▶ _Exercise brief_
Which of the lines below include "grille"? Each one should be copied out.
---- Data shown
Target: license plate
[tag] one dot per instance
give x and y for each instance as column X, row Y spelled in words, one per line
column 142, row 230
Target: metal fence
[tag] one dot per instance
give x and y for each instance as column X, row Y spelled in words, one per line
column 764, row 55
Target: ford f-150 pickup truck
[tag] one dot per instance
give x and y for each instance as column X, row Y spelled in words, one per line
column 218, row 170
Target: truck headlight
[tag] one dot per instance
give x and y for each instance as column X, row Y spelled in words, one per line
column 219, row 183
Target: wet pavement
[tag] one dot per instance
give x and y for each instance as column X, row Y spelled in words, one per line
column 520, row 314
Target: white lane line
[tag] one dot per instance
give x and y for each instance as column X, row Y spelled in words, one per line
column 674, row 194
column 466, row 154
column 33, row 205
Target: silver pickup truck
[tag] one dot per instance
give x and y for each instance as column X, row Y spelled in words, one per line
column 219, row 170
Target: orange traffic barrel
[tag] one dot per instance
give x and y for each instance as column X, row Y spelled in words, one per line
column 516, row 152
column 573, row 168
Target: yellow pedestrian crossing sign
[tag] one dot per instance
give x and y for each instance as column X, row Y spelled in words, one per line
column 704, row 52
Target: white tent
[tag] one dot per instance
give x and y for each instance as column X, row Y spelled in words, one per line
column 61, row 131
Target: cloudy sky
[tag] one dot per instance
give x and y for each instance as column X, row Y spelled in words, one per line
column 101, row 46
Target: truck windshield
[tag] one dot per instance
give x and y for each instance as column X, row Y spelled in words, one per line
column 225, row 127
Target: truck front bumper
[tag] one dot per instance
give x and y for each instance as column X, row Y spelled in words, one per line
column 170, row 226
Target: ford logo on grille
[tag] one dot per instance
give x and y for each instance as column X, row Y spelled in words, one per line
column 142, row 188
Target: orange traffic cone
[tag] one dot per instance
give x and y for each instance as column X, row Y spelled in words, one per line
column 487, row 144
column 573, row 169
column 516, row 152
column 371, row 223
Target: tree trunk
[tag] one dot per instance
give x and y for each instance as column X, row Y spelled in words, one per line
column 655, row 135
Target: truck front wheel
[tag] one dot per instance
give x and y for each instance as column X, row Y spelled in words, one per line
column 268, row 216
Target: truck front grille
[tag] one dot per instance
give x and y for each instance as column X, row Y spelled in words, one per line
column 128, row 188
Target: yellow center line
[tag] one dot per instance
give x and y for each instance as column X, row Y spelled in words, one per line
--------
▶ _Finished task_
Target: ford logo on grille
Target: truck front grille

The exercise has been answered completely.